Put everything from the top of the entries down to the line containing "Query: blue roll-up door", both ends included, into a JSON list of strings with one string per line and no blank lines.

---*---

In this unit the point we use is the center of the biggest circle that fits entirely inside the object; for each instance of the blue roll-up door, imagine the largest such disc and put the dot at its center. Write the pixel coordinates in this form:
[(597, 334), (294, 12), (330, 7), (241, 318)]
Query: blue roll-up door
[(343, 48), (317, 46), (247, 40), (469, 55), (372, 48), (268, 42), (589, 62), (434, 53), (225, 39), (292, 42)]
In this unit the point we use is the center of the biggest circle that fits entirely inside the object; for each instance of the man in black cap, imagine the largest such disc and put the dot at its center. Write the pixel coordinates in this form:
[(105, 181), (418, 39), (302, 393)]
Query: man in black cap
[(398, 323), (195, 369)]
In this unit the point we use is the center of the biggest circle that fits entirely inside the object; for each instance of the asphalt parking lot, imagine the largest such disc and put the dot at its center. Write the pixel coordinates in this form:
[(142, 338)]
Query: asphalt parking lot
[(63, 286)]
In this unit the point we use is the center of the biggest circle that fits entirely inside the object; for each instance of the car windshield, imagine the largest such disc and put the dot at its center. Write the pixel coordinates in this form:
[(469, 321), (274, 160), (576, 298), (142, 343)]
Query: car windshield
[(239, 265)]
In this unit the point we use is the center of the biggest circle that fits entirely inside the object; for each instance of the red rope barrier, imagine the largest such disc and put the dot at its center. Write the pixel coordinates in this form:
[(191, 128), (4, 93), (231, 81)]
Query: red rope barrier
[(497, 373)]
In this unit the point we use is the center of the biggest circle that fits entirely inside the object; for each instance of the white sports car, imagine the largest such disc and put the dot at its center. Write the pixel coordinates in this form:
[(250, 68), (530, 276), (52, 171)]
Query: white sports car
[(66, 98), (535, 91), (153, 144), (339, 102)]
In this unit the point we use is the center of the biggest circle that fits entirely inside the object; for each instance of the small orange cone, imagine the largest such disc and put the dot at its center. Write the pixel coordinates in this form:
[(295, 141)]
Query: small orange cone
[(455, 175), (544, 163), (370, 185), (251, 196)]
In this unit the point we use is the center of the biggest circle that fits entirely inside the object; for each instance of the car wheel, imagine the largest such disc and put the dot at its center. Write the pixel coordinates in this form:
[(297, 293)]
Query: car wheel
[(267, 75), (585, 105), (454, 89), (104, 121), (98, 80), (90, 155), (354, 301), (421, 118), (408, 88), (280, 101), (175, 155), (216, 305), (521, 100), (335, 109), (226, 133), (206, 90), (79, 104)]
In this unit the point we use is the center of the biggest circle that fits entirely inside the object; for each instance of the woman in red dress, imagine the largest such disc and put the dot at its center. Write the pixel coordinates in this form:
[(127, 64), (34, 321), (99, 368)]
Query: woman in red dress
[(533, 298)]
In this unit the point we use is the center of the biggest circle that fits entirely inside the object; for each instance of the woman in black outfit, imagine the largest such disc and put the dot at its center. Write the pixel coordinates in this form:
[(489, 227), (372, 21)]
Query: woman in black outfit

---*---

Result of this exercise ->
[
  "In this unit the point we use is the center of the biggest circle that fits entirely inside the object; for each instance of the blue roll-up door, imagine the largest such disc and put the dot at its center. Write the pixel coordinates in this form:",
  "[(597, 334), (294, 12), (330, 7), (241, 318)]",
  "Query: blue roll-up door"
]